Your objective
List all the lines in these records that hold "gray".

Exercise input

▬▬▬▬▬▬▬▬▬▬

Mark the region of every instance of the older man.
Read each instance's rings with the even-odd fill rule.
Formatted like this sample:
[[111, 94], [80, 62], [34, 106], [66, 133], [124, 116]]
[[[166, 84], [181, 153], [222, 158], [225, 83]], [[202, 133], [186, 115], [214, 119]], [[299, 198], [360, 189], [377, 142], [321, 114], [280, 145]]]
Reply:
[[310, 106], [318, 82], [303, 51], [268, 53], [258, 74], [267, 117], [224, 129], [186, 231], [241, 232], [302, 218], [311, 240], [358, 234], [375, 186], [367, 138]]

▬▬▬▬▬▬▬▬▬▬

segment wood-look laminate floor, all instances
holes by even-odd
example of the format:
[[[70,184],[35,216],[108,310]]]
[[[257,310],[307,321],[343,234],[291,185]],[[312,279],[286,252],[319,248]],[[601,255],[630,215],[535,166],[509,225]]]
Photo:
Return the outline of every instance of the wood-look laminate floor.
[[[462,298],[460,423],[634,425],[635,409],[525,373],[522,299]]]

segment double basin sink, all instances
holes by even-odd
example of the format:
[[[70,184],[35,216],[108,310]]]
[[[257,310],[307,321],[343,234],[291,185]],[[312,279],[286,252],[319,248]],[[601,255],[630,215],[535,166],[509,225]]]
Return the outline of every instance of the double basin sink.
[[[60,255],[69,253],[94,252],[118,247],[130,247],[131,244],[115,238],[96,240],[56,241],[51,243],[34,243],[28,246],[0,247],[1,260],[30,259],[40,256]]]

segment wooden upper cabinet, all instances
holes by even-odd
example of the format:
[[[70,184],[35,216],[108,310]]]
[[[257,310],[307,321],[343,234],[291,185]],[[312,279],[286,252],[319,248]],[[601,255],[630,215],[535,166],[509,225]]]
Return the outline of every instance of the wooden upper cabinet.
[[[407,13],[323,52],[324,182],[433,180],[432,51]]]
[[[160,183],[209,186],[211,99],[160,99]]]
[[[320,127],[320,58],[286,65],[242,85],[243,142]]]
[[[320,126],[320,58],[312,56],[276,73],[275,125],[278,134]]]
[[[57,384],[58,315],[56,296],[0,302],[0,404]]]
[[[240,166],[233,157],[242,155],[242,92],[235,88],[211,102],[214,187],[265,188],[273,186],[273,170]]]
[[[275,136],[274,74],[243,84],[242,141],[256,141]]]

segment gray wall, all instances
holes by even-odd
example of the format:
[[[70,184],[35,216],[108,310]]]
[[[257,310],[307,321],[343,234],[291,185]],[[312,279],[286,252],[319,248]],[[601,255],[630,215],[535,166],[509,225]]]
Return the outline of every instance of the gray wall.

▬▬▬▬▬▬▬▬▬▬

Result below
segment gray wall, all instances
Return the outline of every instance of the gray wall.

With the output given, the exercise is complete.